→ Stored data entries:
┌──
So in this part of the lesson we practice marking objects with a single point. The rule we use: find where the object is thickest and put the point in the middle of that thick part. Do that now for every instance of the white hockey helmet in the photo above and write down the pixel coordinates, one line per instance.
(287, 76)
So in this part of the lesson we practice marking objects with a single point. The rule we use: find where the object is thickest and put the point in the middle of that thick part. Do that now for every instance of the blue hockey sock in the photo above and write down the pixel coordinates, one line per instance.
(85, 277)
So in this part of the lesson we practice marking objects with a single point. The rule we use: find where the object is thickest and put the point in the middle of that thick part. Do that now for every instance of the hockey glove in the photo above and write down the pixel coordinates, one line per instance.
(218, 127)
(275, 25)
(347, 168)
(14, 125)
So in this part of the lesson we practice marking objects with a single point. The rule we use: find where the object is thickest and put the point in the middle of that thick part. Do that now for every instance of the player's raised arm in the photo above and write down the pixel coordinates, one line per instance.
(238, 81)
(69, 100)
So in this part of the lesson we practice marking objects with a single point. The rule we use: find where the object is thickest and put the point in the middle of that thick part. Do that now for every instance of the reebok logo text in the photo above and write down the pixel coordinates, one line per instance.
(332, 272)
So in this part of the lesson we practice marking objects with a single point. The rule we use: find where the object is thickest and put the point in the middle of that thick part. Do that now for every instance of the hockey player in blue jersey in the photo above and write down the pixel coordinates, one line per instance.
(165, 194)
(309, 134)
└──
→ YOUR INSTRUCTIONS: All of the records above need to be copied exactly.

→ SOLVED EXERCISE:
So in this part of the lesson we practice marking objects with a single point. The rule we use: find where the object is thickest and put the point in the middle of that thick part. Do that now for every instance of the white hockey helmet in the photo above and write down the pixel coordinates, one line per instance.
(287, 76)
So in this part of the lesson we practice marking objects with a single point. The rule we use: find where the object is thickest and put the point in the middle of that thick part. Do that now for every instance of the blue hockey sock in the photo above and write down the pixel coordinates, one line per instance.
(85, 277)
So in this part of the lesson we practice marking objects with a single point. The rule we use: find where the object is thickest and put the point in the middle of that thick part. Do that now for every instance of the hockey glove in the photo above and write down the pixel coordinates, one line per instance.
(218, 127)
(275, 25)
(347, 168)
(14, 125)
So in this part of the lesson we practice marking objects with a single point. The rule we use: find where the object is thickest and put the point in the middle of that thick part. Do that now for every instance of the player's raised arm in the photo above and write down the pixel coordinates, one line per instance.
(238, 81)
(69, 100)
So in this part of the lesson we practice marking objects with a single point. The rule we use: find where the object is thickest and put the point in the middle of that thick part. Do that now for every instance of the reebok logo text in the photo above and write down the pixel coordinates, one line per instance.
(332, 272)
So in this part of the lesson we practice marking objects with a single point. The rule we use: find where the object is thickest and put the point in the middle of that thick part. Do that now for every instance of the hockey player in blue jersey in the photo above and write down the pixel coordinates, one line per instance.
(165, 194)
(309, 134)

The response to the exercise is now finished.